Set problem = List every line of the entries below that contains the word "sleeve".

══ Data entries

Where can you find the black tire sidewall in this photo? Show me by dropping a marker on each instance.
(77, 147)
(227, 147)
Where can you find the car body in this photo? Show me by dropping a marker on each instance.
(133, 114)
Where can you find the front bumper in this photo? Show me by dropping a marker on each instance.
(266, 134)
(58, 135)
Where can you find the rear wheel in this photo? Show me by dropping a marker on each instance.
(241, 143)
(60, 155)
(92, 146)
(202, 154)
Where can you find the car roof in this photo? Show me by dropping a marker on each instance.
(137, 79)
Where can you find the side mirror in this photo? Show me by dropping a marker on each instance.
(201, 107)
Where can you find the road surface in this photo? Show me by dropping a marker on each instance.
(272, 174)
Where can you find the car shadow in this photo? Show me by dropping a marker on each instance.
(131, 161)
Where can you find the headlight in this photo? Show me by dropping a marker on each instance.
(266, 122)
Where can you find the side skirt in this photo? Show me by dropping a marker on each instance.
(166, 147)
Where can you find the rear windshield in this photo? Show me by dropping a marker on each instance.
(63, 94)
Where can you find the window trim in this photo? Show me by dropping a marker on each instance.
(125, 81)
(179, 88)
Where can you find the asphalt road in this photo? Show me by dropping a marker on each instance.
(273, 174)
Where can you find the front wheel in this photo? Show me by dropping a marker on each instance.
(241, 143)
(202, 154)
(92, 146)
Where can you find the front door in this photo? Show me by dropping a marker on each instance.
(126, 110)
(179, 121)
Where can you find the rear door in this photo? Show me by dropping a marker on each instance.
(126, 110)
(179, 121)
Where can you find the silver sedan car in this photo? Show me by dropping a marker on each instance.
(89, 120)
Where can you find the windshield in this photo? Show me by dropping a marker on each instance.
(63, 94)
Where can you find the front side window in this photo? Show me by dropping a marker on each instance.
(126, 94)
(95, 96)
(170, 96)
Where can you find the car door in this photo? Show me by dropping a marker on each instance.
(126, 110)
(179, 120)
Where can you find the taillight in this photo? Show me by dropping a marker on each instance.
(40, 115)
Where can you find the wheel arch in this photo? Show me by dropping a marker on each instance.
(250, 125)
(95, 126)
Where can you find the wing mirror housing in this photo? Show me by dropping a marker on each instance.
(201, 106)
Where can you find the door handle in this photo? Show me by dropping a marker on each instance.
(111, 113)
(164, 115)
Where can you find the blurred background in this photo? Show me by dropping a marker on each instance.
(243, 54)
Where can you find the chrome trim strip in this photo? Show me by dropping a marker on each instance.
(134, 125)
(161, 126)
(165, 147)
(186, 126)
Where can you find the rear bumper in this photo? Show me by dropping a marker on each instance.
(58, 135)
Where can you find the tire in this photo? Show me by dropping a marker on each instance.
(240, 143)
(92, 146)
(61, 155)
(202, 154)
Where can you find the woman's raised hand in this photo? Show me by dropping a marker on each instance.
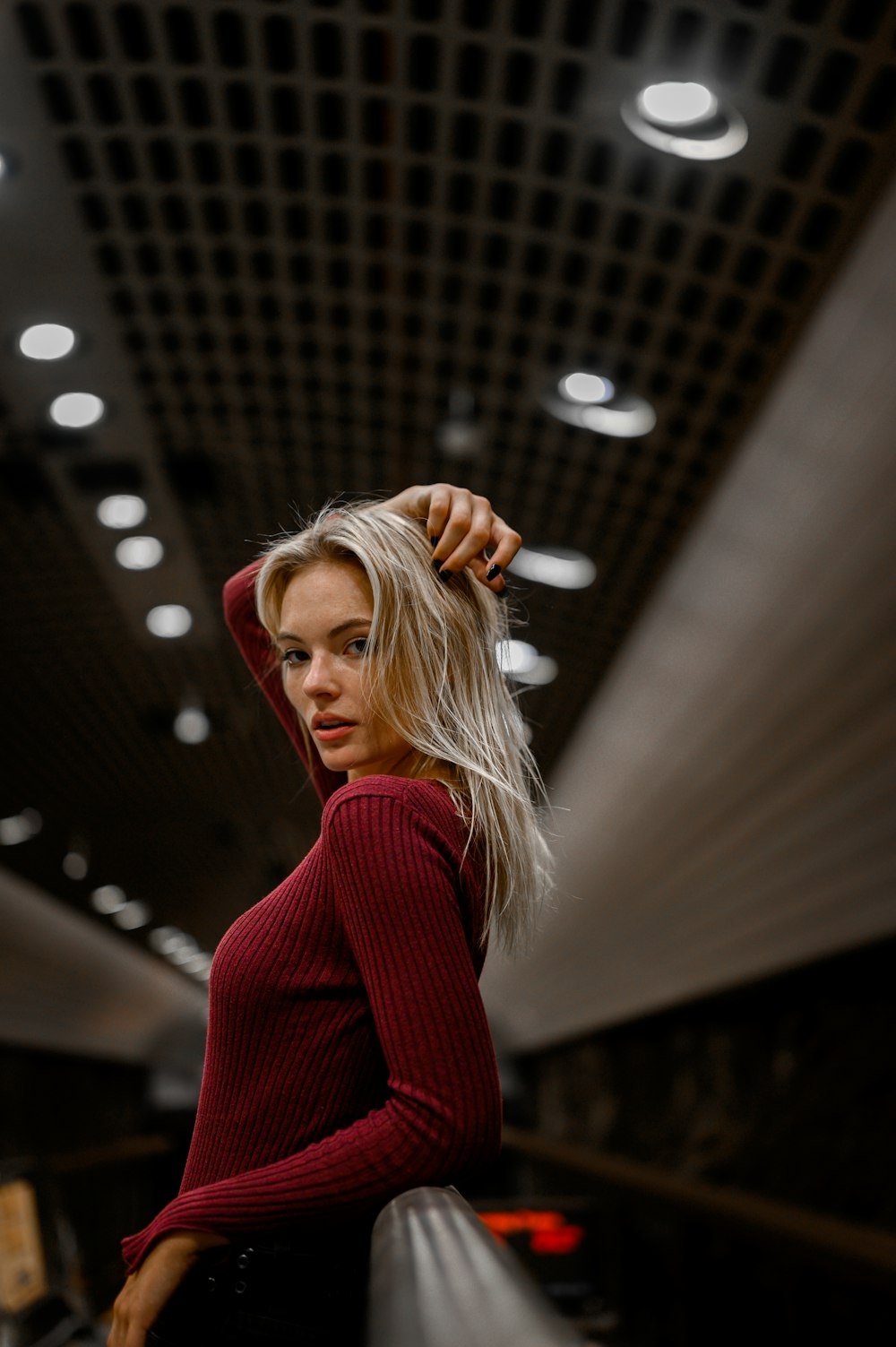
(464, 525)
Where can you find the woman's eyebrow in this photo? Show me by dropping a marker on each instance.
(337, 631)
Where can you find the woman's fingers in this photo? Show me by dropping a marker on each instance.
(465, 525)
(465, 530)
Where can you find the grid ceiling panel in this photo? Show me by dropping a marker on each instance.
(310, 222)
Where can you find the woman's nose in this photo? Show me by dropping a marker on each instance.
(321, 675)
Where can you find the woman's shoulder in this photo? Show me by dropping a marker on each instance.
(417, 795)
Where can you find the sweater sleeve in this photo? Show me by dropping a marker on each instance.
(442, 1110)
(254, 647)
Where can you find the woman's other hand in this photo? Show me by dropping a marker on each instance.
(147, 1291)
(464, 525)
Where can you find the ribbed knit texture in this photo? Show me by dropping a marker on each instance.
(348, 1055)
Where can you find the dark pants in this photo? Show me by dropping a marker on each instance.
(264, 1293)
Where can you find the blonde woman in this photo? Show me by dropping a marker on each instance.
(349, 1057)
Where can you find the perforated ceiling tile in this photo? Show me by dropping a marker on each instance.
(309, 224)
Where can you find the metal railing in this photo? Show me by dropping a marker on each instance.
(438, 1279)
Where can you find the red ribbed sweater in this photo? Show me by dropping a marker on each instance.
(348, 1054)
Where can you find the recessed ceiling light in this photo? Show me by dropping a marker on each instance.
(133, 916)
(558, 566)
(122, 511)
(685, 119)
(192, 725)
(19, 827)
(74, 411)
(46, 341)
(139, 554)
(623, 422)
(108, 899)
(543, 672)
(516, 658)
(621, 417)
(676, 104)
(165, 939)
(586, 388)
(168, 620)
(74, 865)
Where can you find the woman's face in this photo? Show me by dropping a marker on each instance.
(325, 620)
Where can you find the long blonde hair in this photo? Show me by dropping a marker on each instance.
(441, 690)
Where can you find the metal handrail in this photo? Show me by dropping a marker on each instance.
(438, 1279)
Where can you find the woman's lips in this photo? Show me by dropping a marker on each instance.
(336, 733)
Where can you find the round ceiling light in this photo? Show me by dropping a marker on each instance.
(192, 725)
(542, 674)
(74, 411)
(108, 899)
(139, 554)
(685, 119)
(170, 620)
(618, 415)
(122, 511)
(585, 388)
(46, 341)
(133, 916)
(676, 104)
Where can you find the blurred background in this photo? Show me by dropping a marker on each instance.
(628, 270)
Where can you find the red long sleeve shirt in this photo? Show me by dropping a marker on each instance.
(348, 1054)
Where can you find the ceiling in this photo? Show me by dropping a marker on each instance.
(285, 235)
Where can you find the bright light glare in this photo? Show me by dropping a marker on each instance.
(122, 511)
(186, 951)
(74, 411)
(46, 341)
(623, 423)
(133, 916)
(139, 554)
(166, 939)
(556, 566)
(543, 672)
(168, 620)
(515, 658)
(678, 104)
(192, 725)
(19, 827)
(74, 865)
(586, 388)
(108, 899)
(198, 964)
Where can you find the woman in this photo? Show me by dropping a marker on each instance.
(349, 1058)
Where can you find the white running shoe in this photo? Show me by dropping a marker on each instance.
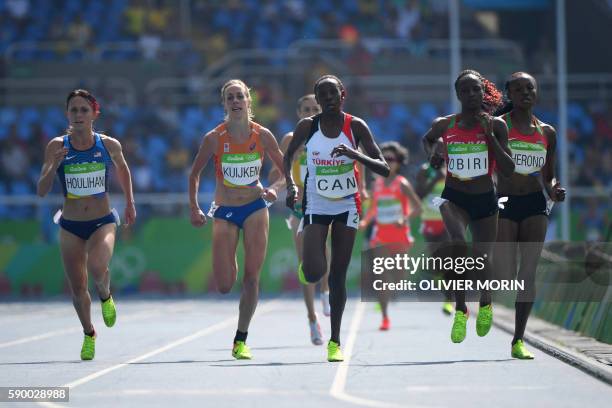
(325, 301)
(315, 332)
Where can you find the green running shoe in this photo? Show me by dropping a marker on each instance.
(484, 320)
(109, 313)
(301, 276)
(88, 350)
(447, 308)
(459, 324)
(334, 354)
(241, 351)
(520, 351)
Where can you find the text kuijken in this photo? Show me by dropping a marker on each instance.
(241, 172)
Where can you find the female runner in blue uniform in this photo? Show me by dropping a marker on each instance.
(82, 159)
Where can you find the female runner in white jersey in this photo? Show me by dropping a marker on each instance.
(82, 159)
(331, 191)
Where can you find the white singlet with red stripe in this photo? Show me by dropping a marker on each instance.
(332, 183)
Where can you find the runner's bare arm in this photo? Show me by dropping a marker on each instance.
(497, 128)
(275, 154)
(205, 152)
(552, 185)
(54, 154)
(299, 138)
(433, 138)
(372, 158)
(123, 175)
(274, 173)
(416, 207)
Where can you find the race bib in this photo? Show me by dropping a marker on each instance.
(528, 157)
(85, 179)
(468, 160)
(389, 211)
(241, 169)
(336, 182)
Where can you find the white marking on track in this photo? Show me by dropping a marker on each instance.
(204, 332)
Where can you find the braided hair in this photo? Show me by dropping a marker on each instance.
(492, 98)
(507, 106)
(324, 77)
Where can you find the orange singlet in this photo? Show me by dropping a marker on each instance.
(390, 206)
(237, 165)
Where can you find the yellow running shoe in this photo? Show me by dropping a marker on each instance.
(447, 308)
(109, 313)
(458, 330)
(334, 354)
(484, 320)
(88, 350)
(241, 351)
(520, 351)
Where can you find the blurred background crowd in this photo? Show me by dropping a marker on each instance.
(156, 67)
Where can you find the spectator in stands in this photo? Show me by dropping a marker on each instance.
(79, 33)
(14, 157)
(593, 220)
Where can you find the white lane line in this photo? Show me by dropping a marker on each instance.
(73, 329)
(226, 392)
(459, 388)
(337, 389)
(204, 332)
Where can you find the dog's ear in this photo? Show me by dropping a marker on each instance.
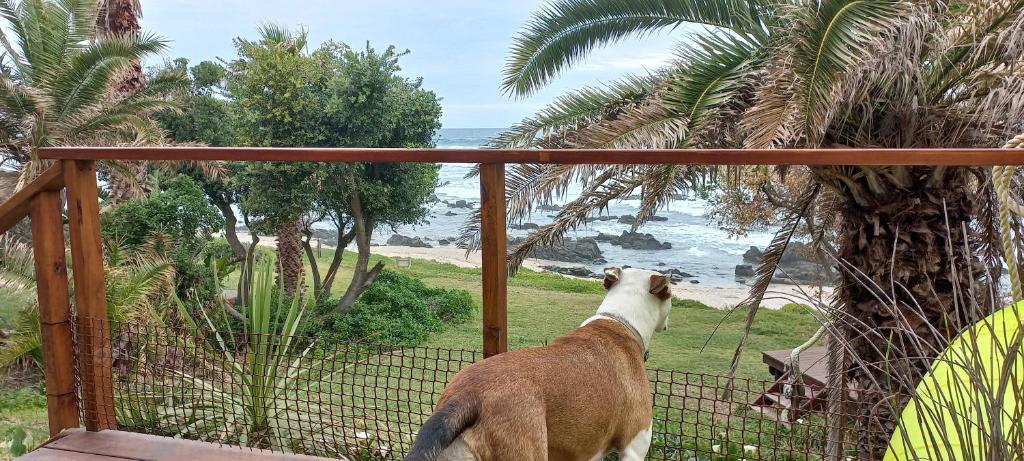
(611, 275)
(660, 287)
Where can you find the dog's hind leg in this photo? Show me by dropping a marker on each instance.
(638, 447)
(516, 432)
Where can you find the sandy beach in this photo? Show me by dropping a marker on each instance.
(720, 297)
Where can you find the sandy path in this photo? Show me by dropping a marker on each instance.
(721, 297)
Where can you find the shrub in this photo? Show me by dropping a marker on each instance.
(396, 309)
(178, 220)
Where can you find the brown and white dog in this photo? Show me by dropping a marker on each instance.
(580, 397)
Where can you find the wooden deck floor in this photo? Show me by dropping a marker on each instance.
(813, 363)
(116, 446)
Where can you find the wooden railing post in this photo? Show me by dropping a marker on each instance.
(94, 355)
(54, 309)
(494, 245)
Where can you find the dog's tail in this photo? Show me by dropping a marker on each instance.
(443, 426)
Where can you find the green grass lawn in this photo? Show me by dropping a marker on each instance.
(544, 305)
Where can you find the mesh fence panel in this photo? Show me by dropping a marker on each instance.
(366, 402)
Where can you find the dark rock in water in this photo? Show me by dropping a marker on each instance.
(634, 241)
(573, 271)
(460, 204)
(797, 265)
(637, 241)
(744, 270)
(402, 241)
(525, 226)
(569, 250)
(677, 276)
(753, 255)
(677, 273)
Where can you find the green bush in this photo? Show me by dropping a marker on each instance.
(396, 309)
(178, 210)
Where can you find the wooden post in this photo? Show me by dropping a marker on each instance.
(494, 245)
(54, 309)
(90, 295)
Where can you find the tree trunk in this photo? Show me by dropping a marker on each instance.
(363, 277)
(904, 294)
(230, 222)
(313, 266)
(339, 253)
(290, 254)
(121, 18)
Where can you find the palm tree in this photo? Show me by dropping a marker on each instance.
(55, 81)
(800, 74)
(139, 285)
(121, 18)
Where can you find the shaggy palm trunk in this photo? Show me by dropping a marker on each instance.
(290, 254)
(121, 18)
(903, 294)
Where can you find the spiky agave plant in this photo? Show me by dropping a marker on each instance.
(251, 385)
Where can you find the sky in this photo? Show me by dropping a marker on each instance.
(458, 46)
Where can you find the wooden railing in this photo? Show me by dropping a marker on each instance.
(75, 171)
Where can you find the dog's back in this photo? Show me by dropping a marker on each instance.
(585, 390)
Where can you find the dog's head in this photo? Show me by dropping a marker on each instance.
(652, 288)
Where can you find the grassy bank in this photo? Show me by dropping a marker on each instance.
(542, 306)
(545, 305)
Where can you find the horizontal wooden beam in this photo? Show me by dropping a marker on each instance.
(17, 206)
(936, 157)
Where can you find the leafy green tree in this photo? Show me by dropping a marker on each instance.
(175, 220)
(372, 106)
(278, 89)
(56, 83)
(334, 96)
(205, 115)
(823, 74)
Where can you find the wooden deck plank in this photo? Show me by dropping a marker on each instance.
(48, 454)
(115, 445)
(812, 363)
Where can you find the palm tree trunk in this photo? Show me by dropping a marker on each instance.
(121, 18)
(902, 295)
(290, 254)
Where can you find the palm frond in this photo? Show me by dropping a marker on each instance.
(834, 37)
(614, 182)
(85, 80)
(576, 110)
(766, 270)
(715, 66)
(565, 31)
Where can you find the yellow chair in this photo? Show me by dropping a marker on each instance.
(950, 418)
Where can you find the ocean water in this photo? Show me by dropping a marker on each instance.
(699, 247)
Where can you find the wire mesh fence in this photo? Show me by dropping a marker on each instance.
(366, 402)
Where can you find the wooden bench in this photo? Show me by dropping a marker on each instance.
(78, 445)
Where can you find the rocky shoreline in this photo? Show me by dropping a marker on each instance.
(796, 267)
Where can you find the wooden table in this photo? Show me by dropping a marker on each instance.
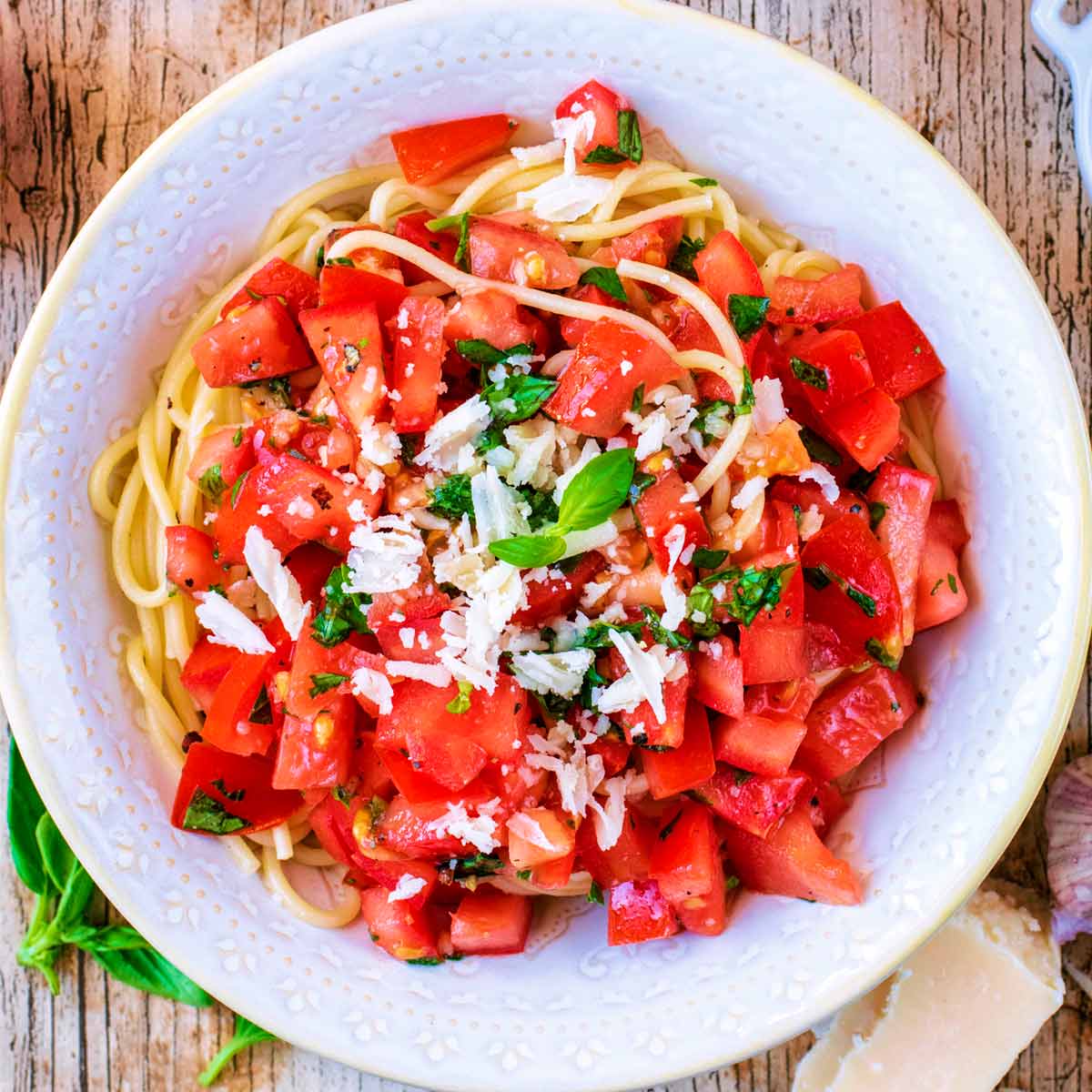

════

Result =
Where can you find the sweater sleeve in this photo? Show me by dropping a marker on each instance.
Where can you find the red long sleeve shirt in this photo? Show me by dropping a marker on each instance.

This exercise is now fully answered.